Sunday, March 23, 2008

Ethiopian girl survives troop massacre












SURVIVOR: Ridwan Hassan Sahid says Ethiopian troops rounded up
people in her village, accusing them of being rebels.
All were killed but Sahid, who survived among a heap of corpses.
Abukar Albadri / For The Times

Posted on Sat, Mar. 22, 2008 10:15 PM

By EDMUND SANDERS
Los Angeles Times

NAIROBI, Kenya The teenager awoke under a pile of corpses to a pricking sensation on her face. Ants were biting her eyelids and the inside of her mouth.

The pain, however, brought relief to the 17-year-old. “I thought, I’m alive,’ ” Ridwan Hassan Sahid remembers. She felt blood oozing from rope burns around her neck and the weight of a body against her back. But fearing that the Ethiopian soldiers who had left her for dead in a roadside ditch would return, she quickly brushed away the ants, shut her eyes and slipped back into unconsciousness.

> [SHORT TASK 1]: Reproduce the news article exactly, starting at the words "By EDMUND SANDERS" and stopping after the words "of her mouth.".
The news article and the records have no connection to each other.

> [RAW RECORDS]:
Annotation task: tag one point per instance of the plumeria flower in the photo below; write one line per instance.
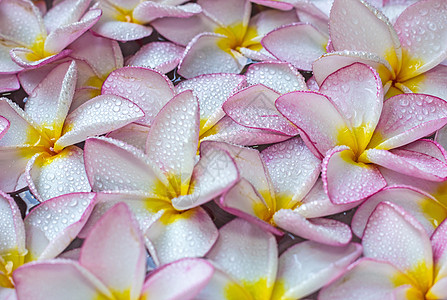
...
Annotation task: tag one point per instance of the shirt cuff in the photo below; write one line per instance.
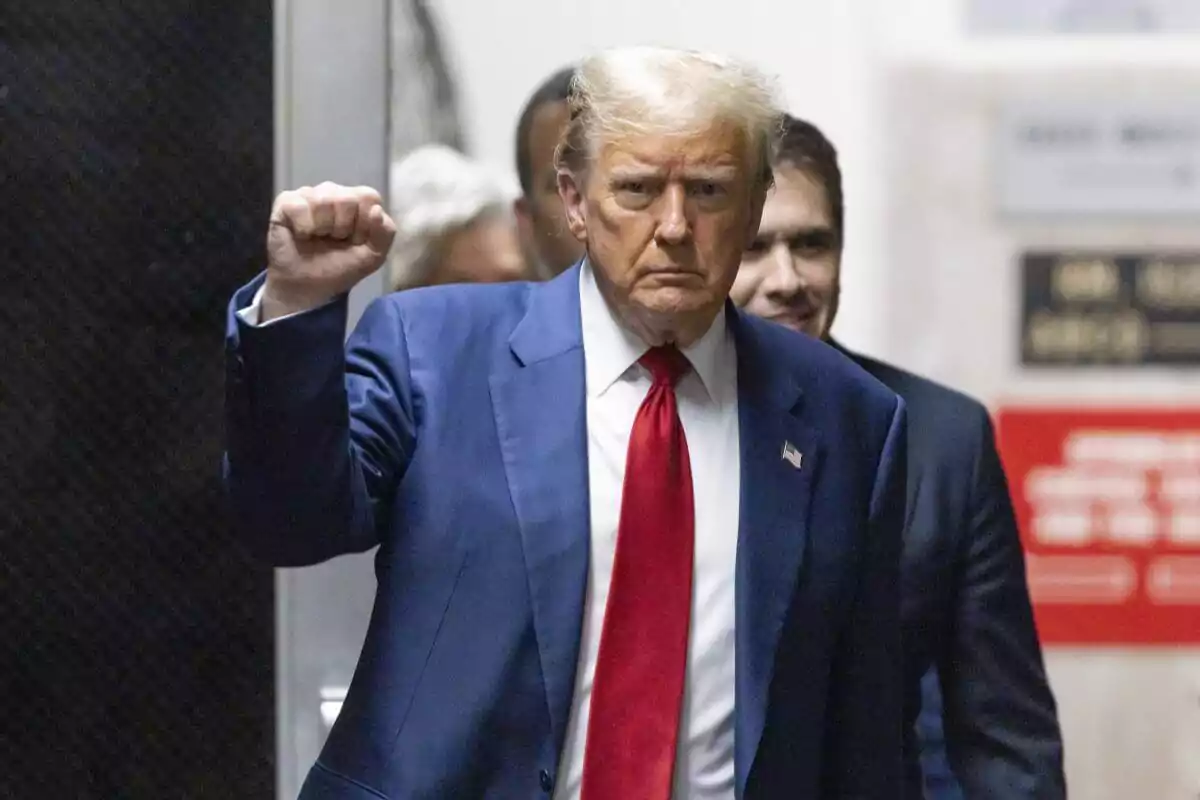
==
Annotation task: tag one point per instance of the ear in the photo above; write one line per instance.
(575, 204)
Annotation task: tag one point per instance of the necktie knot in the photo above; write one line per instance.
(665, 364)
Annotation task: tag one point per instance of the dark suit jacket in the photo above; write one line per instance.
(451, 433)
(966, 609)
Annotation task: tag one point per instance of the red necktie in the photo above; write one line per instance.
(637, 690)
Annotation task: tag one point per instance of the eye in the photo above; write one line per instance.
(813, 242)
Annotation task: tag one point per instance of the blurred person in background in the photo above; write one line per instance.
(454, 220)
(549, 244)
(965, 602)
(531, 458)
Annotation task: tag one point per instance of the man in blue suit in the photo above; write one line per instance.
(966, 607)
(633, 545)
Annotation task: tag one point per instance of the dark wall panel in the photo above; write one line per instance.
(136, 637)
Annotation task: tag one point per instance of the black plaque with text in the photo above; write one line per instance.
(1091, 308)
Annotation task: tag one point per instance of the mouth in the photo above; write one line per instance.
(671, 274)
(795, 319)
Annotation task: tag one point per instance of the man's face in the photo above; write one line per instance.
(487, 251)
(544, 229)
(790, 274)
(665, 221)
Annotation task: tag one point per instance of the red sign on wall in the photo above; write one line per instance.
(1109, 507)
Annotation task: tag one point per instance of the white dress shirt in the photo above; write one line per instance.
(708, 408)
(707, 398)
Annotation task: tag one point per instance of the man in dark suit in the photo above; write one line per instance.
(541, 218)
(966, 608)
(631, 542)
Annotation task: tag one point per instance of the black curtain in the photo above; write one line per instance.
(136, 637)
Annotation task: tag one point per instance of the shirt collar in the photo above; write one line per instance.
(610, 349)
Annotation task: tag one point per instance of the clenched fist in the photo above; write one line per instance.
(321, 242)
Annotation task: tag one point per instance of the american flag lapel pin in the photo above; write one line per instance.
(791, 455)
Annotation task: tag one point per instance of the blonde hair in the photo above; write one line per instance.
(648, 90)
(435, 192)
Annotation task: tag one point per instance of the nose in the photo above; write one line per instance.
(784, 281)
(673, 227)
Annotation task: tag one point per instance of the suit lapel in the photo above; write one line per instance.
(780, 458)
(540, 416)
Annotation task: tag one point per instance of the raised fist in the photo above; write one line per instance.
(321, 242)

> [SHORT TASK 2]: Return every line of the records that contains the string "necktie", matching case exactly.

> [CORRECT RESPONSE 1]:
By EDMUND SANDERS
Los Angeles Times

NAIROBI, Kenya The teenager awoke under a pile of corpses to a pricking sensation on her face. Ants were biting her eyelids and the inside of her mouth.

> [CORRECT RESPONSE 2]:
Annotation task: tag one point per instance of the necktie knot in the photo above; write one line per instance.
Annotation task: tag one point per instance of the red necktie in the photo above; write one line per instance.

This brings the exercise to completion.